- [Exercise objective] Rewrite the rows from the line with "[segment] **bokeh background**" up to and including the line with "Mark the region of every instance of the **bokeh" as a numbered list, skipping any blank lines. Leave the pictures out of your answer.
....
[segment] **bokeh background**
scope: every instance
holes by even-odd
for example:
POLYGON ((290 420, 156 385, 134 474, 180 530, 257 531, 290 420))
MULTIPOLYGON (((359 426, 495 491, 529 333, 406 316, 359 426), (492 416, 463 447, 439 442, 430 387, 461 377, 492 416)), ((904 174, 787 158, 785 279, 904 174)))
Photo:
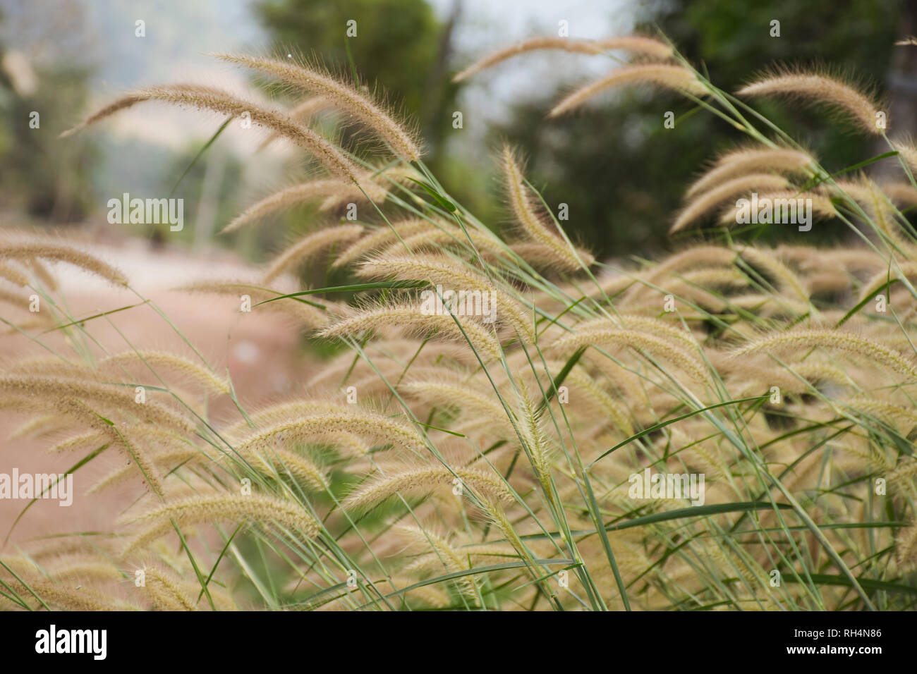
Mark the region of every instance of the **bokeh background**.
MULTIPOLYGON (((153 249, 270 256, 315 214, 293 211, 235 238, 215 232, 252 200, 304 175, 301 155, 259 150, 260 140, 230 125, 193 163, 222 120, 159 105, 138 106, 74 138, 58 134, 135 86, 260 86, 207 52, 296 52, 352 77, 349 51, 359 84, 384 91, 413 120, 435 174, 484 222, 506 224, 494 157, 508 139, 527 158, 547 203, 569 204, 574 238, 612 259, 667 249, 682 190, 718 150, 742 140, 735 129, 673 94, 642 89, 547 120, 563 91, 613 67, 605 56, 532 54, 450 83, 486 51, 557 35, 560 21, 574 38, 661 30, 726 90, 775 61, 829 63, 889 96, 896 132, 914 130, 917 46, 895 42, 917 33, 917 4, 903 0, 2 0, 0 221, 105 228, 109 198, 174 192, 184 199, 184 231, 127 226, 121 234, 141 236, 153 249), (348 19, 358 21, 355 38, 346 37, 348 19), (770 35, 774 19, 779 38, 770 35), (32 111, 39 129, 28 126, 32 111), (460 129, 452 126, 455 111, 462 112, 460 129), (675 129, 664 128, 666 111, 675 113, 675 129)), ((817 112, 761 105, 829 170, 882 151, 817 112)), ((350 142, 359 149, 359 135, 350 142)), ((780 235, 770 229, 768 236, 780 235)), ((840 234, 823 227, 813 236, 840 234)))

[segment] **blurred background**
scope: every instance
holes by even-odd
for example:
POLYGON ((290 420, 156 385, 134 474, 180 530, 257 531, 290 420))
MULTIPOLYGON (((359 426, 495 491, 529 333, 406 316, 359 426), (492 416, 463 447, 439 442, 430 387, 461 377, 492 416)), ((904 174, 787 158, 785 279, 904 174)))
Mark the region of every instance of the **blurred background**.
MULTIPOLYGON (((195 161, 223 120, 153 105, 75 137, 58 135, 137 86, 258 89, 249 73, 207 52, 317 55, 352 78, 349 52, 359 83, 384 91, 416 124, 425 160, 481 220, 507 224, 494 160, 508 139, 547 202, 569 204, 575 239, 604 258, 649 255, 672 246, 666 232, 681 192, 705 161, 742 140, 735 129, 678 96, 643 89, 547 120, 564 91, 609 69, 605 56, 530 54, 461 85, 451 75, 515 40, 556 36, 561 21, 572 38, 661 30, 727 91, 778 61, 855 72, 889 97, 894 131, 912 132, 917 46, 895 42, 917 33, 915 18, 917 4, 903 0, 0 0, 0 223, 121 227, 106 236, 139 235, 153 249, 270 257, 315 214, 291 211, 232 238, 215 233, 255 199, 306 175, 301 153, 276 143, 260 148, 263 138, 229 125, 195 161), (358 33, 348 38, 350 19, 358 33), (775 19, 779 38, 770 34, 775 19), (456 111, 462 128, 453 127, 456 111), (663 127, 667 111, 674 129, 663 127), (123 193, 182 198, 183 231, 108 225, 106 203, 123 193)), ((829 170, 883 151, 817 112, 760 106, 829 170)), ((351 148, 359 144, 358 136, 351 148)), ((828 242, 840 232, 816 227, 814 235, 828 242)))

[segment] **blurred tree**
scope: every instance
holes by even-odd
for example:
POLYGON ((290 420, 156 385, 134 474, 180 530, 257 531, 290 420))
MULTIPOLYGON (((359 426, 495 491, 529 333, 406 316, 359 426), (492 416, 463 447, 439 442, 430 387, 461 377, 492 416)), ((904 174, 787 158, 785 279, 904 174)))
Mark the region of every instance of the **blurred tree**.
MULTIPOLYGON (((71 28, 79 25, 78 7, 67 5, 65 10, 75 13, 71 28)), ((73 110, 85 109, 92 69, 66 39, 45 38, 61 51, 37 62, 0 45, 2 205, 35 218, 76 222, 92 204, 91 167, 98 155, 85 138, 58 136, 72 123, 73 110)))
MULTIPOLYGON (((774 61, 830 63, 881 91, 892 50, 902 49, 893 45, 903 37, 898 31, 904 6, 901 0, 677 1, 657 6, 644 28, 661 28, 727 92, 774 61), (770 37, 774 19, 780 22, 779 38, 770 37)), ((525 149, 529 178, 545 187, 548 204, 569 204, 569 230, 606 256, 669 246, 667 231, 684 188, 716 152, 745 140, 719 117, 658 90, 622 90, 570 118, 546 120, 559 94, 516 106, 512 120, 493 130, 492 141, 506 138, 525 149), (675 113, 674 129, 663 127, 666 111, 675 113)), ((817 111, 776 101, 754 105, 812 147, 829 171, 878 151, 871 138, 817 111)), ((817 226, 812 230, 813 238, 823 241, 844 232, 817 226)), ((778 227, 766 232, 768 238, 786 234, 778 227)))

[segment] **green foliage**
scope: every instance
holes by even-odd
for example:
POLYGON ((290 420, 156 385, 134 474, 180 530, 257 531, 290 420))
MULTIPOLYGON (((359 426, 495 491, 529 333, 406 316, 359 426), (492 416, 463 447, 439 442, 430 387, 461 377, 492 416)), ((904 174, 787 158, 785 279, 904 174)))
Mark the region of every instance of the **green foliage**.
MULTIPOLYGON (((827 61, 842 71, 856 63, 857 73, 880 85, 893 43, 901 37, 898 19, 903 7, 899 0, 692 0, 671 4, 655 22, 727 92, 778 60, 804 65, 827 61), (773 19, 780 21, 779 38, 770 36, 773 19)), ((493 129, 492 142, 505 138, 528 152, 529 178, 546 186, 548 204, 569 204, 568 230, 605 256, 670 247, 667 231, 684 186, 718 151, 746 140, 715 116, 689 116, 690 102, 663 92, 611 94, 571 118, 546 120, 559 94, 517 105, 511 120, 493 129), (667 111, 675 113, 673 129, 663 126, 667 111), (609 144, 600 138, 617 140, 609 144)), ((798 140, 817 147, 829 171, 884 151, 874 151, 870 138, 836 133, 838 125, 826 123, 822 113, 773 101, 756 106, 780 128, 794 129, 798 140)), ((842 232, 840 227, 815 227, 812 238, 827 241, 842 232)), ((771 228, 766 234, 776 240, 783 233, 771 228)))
....
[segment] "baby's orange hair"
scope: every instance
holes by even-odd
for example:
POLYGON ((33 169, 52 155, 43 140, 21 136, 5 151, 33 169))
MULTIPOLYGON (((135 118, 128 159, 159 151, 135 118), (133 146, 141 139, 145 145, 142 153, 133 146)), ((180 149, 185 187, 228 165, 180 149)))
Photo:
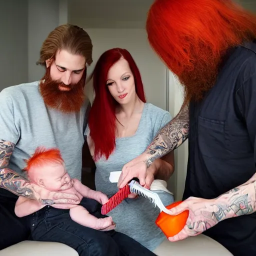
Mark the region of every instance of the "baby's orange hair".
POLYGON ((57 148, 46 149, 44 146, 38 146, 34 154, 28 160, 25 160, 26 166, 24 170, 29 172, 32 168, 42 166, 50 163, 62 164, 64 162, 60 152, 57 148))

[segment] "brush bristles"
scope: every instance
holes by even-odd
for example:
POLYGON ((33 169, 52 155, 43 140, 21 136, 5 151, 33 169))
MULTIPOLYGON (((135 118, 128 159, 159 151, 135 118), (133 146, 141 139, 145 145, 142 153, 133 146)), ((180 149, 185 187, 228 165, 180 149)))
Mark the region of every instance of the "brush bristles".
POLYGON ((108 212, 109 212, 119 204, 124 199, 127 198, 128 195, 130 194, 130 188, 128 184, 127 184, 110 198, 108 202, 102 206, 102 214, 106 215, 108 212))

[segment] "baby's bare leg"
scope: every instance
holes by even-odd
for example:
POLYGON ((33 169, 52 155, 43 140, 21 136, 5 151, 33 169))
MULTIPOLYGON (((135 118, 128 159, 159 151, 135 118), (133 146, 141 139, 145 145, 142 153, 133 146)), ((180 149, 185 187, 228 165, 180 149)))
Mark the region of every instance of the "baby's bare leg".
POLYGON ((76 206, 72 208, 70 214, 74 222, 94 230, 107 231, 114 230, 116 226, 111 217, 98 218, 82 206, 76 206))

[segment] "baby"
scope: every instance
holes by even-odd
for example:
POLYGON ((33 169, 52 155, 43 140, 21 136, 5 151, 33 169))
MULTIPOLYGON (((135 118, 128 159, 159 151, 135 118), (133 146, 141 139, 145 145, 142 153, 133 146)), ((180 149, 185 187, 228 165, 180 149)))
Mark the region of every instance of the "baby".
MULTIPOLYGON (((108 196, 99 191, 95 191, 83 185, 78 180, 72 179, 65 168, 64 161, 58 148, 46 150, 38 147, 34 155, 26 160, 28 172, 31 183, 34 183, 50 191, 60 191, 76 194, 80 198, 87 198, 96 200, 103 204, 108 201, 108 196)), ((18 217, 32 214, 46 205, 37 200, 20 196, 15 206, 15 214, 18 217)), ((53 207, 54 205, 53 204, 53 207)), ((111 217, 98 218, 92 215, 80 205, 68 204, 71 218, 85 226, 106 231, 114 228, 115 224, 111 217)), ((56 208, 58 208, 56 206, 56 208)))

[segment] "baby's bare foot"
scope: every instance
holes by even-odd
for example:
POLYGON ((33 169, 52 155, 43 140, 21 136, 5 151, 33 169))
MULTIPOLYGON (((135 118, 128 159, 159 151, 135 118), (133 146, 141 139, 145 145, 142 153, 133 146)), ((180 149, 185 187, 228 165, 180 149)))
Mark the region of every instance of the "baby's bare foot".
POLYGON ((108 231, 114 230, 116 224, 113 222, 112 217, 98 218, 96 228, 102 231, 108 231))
....
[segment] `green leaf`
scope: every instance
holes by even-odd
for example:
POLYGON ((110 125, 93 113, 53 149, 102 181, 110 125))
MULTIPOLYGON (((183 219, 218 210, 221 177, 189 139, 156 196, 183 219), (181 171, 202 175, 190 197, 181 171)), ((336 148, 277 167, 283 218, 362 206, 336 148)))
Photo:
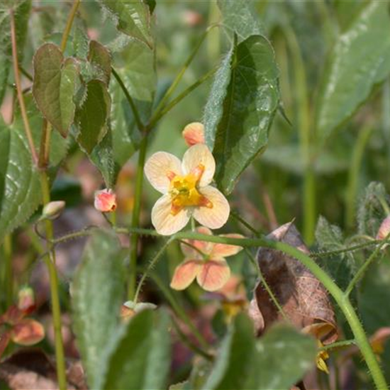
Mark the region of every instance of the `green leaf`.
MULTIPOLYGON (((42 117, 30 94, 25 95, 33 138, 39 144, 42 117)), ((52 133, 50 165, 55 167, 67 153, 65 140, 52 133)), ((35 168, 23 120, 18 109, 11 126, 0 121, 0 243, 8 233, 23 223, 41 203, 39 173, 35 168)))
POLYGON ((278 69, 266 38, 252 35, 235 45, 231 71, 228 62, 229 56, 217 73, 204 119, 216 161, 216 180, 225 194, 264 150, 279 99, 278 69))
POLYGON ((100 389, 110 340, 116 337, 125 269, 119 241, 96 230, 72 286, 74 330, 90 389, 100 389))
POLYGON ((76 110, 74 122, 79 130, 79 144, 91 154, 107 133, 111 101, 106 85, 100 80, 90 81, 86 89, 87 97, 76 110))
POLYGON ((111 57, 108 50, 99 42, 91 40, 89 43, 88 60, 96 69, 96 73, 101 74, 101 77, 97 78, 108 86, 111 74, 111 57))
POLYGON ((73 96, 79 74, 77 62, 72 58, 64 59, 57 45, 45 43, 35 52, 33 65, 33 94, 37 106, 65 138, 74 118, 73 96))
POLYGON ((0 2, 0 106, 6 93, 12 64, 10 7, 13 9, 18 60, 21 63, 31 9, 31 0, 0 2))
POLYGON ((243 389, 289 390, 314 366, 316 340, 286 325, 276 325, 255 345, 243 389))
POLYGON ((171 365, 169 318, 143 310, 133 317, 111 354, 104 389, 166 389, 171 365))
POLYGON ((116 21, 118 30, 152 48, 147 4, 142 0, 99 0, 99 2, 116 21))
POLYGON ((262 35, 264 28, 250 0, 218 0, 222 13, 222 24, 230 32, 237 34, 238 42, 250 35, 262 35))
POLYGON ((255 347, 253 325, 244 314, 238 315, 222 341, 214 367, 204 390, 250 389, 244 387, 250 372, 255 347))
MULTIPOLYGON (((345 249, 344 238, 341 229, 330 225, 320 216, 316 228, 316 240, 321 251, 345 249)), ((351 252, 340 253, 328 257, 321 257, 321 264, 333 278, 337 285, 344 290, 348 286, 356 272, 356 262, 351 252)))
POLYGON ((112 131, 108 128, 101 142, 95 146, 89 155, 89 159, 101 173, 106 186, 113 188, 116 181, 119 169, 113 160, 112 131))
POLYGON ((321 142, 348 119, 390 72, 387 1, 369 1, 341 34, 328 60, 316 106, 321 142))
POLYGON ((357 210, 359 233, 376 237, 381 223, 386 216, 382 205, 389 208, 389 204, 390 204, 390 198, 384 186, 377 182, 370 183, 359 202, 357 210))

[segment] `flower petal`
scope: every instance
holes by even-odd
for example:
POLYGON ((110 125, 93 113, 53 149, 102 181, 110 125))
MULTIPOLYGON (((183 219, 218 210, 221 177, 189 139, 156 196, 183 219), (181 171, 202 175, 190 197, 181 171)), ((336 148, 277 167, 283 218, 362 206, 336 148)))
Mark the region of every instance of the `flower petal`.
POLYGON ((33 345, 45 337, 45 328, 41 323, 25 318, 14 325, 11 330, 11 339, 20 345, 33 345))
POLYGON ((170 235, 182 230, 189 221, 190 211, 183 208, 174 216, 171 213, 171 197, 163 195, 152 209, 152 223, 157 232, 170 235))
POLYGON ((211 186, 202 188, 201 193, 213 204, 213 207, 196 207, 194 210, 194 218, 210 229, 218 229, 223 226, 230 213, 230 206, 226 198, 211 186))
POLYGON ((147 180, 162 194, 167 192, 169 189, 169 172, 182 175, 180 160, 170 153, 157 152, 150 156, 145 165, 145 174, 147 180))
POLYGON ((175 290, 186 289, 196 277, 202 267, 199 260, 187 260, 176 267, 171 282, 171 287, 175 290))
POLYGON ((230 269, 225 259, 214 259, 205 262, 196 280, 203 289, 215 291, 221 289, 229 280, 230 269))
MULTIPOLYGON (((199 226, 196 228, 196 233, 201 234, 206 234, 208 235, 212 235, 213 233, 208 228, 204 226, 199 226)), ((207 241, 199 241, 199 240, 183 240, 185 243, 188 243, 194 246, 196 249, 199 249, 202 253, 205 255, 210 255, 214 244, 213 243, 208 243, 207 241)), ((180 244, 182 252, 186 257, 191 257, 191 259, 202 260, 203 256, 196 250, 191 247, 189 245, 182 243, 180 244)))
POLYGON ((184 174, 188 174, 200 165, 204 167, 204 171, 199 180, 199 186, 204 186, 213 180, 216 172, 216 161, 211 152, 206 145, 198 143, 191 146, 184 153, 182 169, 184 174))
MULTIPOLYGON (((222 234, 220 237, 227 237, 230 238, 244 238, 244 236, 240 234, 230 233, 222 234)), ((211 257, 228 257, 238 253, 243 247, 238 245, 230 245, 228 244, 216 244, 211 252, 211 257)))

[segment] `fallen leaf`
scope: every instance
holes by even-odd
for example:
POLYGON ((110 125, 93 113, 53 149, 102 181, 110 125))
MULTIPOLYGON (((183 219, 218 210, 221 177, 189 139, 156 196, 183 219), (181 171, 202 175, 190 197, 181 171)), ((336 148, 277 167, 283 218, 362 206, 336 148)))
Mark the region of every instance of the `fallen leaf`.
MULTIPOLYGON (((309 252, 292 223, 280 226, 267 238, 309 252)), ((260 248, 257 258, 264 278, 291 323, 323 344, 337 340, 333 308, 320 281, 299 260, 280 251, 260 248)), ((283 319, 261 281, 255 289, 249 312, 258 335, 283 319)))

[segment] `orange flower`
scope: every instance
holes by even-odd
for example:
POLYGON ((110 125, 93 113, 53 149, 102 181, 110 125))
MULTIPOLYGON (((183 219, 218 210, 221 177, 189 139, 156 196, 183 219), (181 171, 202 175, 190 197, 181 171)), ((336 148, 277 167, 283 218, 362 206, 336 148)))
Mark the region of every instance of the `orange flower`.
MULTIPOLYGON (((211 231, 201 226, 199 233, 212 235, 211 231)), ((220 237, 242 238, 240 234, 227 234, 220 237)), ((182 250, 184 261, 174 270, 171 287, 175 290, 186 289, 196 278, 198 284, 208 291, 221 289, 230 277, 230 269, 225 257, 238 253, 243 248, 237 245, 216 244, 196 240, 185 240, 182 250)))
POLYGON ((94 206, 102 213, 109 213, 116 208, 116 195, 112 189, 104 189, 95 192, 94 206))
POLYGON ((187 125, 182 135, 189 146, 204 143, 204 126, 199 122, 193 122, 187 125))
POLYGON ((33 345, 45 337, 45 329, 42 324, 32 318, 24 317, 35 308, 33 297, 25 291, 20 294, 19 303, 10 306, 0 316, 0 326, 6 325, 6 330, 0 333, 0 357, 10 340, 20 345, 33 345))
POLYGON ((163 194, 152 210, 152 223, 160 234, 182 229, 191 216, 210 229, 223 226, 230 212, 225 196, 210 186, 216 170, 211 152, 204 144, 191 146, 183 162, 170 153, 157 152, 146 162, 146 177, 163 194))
....
- [Response]
1. [segment] **bokeh background**
2. scope: every instance
3. holes by even-odd
4. for example:
5. POLYGON ((290 420, 156 385, 134 474, 180 530, 257 531, 290 420))
6. MULTIPOLYGON (((359 426, 495 491, 529 333, 406 316, 359 426), (492 416, 463 447, 439 442, 430 387, 461 377, 492 416)), ((904 174, 787 158, 785 279, 904 174)))
7. Photo:
8. Mark the region of every instance of the **bokeh background**.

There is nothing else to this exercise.